Given instruction:
Could you reproduce the data below line for line, without the pictures?

------ Data to use ------

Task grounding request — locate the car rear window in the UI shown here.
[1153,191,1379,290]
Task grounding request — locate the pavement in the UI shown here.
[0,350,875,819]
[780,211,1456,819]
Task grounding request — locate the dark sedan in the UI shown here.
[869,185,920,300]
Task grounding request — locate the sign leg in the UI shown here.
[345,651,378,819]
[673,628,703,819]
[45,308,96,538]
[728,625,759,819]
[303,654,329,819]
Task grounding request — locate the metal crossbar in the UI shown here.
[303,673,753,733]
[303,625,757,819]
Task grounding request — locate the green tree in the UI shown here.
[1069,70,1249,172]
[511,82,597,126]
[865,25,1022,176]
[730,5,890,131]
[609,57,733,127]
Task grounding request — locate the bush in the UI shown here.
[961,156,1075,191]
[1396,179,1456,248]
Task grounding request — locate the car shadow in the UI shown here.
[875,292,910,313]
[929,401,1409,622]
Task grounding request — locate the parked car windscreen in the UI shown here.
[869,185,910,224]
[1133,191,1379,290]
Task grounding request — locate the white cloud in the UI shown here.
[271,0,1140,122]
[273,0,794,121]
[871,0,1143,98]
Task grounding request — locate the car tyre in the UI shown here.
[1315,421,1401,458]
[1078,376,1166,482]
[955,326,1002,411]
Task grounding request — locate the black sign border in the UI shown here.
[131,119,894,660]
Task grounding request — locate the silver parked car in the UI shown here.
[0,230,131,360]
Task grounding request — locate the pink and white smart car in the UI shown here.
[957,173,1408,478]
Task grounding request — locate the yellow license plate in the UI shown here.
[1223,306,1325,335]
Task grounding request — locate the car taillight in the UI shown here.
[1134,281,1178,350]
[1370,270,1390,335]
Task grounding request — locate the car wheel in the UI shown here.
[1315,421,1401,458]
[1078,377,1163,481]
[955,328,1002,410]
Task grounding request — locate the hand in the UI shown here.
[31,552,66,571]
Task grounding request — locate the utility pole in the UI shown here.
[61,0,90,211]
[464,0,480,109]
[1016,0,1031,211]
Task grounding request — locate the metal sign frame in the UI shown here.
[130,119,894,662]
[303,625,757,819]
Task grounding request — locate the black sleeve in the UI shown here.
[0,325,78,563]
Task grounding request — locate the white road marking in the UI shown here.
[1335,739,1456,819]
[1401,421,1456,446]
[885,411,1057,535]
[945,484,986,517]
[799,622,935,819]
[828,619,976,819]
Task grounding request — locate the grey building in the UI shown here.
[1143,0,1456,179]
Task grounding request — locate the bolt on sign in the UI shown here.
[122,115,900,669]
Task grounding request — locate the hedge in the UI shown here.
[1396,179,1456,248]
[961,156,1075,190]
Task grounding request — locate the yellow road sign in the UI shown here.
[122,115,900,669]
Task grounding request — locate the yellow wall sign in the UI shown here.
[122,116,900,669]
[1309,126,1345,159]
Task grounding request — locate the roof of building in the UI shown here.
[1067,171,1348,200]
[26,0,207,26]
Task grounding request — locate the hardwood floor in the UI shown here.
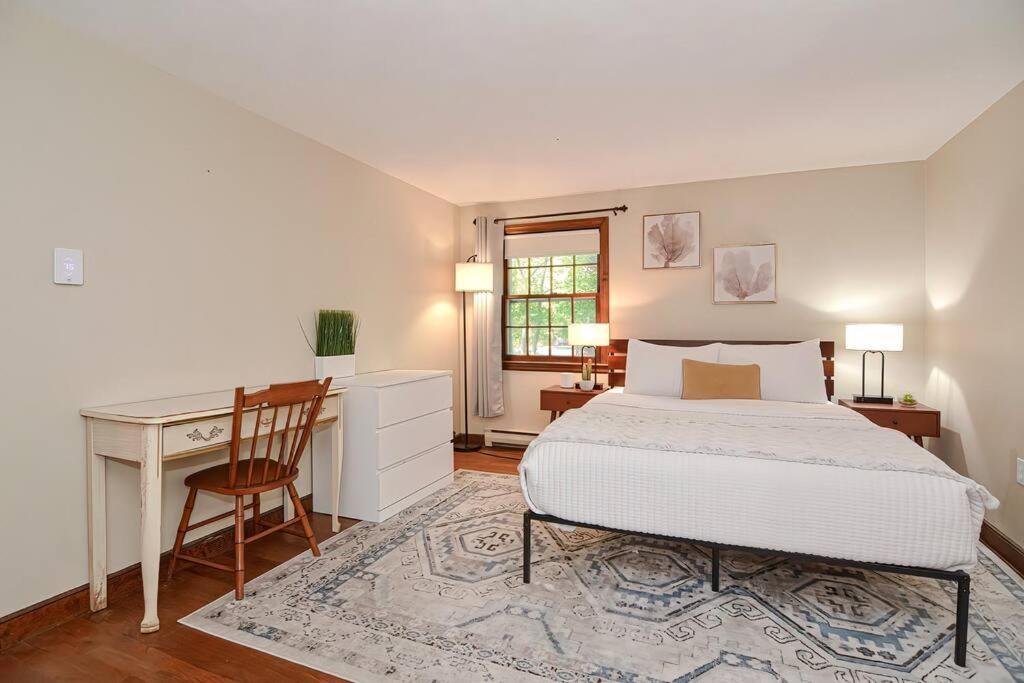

------

Solution below:
Task grounding request — locate the car rear window in the UI shown here.
[1153,191,1379,290]
Task grounding request — locate the pavement in the UI shown here.
[0,350,875,819]
[780,211,1456,819]
Task grounding request — locate the dark sedan in the UI shown here.
[869,185,920,300]
Task grounding request — locate the sign leg in the UI shown here.
[345,651,378,819]
[673,628,703,819]
[45,308,96,538]
[728,625,759,819]
[303,654,329,819]
Task grounding request — locate the metal crossbar in the UI shown here.
[303,673,753,733]
[303,625,757,819]
Task grounding request — locate the green tree in the UI shown here.
[1069,70,1249,172]
[511,82,597,126]
[865,25,1022,176]
[730,5,890,131]
[609,57,733,127]
Task grounding request — locate the bush in the UI shown here.
[961,156,1075,191]
[1396,179,1456,248]
Task grounding request — locate the car shadow in the UI shown here.
[875,292,910,313]
[929,401,1409,622]
Task grounding request — locate the parked car windscreen in the UI shown here.
[869,185,910,224]
[1133,191,1379,290]
Task grounding request — locate the white cloud in the UI shown here.
[271,0,1140,122]
[273,0,794,121]
[871,0,1143,98]
Task grounding request — locate the car tyre in the UI shown here.
[1315,421,1401,458]
[1078,376,1166,482]
[955,326,1002,411]
Task grounding request — locate the black sign border in the UI shown here.
[131,119,894,660]
Task grounding request — locate the silver parked car in the UI shown here.
[0,230,131,360]
Task grounding request — locate the pink and white smart car in the UI shown here.
[957,173,1408,478]
Task grounding request — locate the yellow license plate in the UI shown here.
[1223,306,1325,335]
Task grounding request — locate the car taillight in the UI shown here.
[1134,281,1178,350]
[1370,270,1390,335]
Task grounding request — locate the car wheel in the UI shown here.
[1315,421,1401,458]
[1078,377,1163,481]
[955,328,1002,410]
Task grounding request — locate the hand in the UI shown here.
[31,552,66,571]
Task grounding request — locate the utility pole in the UI shown here.
[61,0,90,211]
[464,0,480,109]
[1016,0,1031,211]
Task grounding request — locate the metal sign frame in the UI shown here.
[130,119,894,662]
[303,625,757,819]
Task grounding request — locate the black sleeve in the UI shown here.
[0,325,78,563]
Task grounding request — locate the white road marking in the UI shown here.
[1335,739,1456,819]
[1401,421,1456,446]
[885,411,1057,535]
[945,484,986,517]
[799,622,935,819]
[828,619,976,819]
Task grounding request — locate the grey building in the UI shown here.
[1143,0,1456,179]
Task grounding request — locate the bolt on sign in the UI shown here.
[122,115,900,669]
Task grounding request — locate the hedge in the UI shown here.
[1396,179,1456,248]
[961,156,1075,190]
Task grounding request — locate the yellow road sign in the UI shown here.
[122,115,900,669]
Task grounding request — locate the yellow wall sign in the UI shown here.
[122,116,900,669]
[1309,126,1345,159]
Task grounding request — locate the roof of building in the UI shown here.
[1067,171,1348,200]
[26,0,207,26]
Task grounding request — locate the hardwood floor in the UI shown here.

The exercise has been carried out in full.